> **Extrait du texte**
========================================================================

"Terremer", d'Ursula Le Guin
LE GUIN (Ursula), Terremer, traduit de l’américain par Philippe R. Hupp et Françoise Maillet, traduction harmonisée par Patrick Dusoulier, Paris, Robert Laffont – LGF, coll. Le livre de poche science-fiction, [1968, 1972, 1974, 1980] 2007, 701 p.
J’ai eu à maintes reprises déjà l’occasion de causer sur ce blog interlope de la grande Ursula Le Guin, essentiellement pour son fabuleux et indispensable « cycle de l’Ekumen », bien représentatif de ce que j’aime avant tout dans la science-fiction. Mais j’avais jusqu’alors laissé de côté son autre grand cycle, et probablement le plus célèbre – a fortiori depuis « l’adaptation » diversement accueillie qu’en a réalisée il y a peu le fiston Miyazaki –, celui de « Terremer ». Il s’agit cette fois d’une œuvre de fantasy, régulièrement présentée comme un classique du genre (ainsi dans la Cartographie du merveilleux d’André-François Ruaud) ; et l’on pourrait à vrai dire parler d’œuvre « fondatrice » : la trilogie originelle de « Terremer » a en effet été composée à la fin des années 1960 et au début des années 1970, à l’heure où Le Seigneur des Anneaux de J.R.R. Tolkien commençait tout juste à rencontrer outre-Atlantique le succès que l’on sait, et où, par voie de conséquence, ce monument n’avait pas encore été plagié jusqu’à plus soif par la Ténébreuse Cohorte des Tâcherons Cupides.
Ce gros volume du livre de poche, sous sa couverture empruntée au fameux infographiste conceptuel Bryce Macintosh II (lequel, sans doute guère satisfait de ce travail typique des imperfections et maladresses de sa première période dite « démo », préfère signer ici de l’étrange pseudonyme de « Jackie Paternoster », ce qui ne trompera personne) et enrichie d’un racol… éloquent bandeau bordeaux « en dur », rassemble comme il est d’usage désormais ces trois titres originaux que sont Le Sorcier de Terremer, Les Tombeaux d’Atuan et L’Ultime Rivage (ce dernier roman étant plus précisément à la base du film sus-dit). Cela ne constitue pas cependant l’intégralité du « cycle de Terremer », dans la mesure où Ursula Le Guin y est revenue ultérieurement. Mais restons-en pour le moment à cette première trilogie.

========================================================================

> **Problème posé 1**
Indiquez si chacune des affirmations suivantes concorde avec la critique de Terremer, en répondant par oui ou par non et en citant les mots décisifs du texte. (a) La trilogie originelle a été écrite entre la fin des années 1960 et le début des années 1970. (b) Le volume du livre de poche réunit la totalité du cycle de Terremer. (c) Le film évoqué s'appuie surtout sur Le Sorcier de Terremer.
> **Problème posé 2**
Dressez la liste complète des titres de romans que, selon la critique de Terremer, le volume du livre de poche rassemble.

> **Extrait des données**
========================================================================

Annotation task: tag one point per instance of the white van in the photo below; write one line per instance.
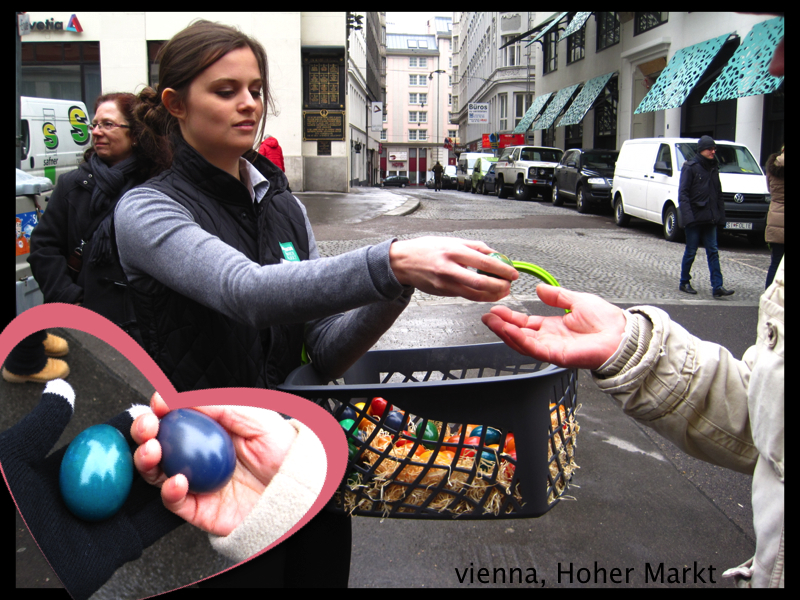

========================================================================

> **Réponse complète 1**
(a) Oui : « la trilogie originelle de « Terremer » a en effet été composée à la fin des années 1960 et au début des années 1970 ».
(b) Non : « Cela ne constitue pas cependant l’intégralité du « cycle de Terremer » ».
(c) Non : « L’Ultime Rivage (ce dernier roman étant plus précisément à la base du film sus-dit) ».

> **Réponse complète 2**
- Le Sorcier de Terremer
- Les Tombeaux d’Atuan
- L’Ultime Rivage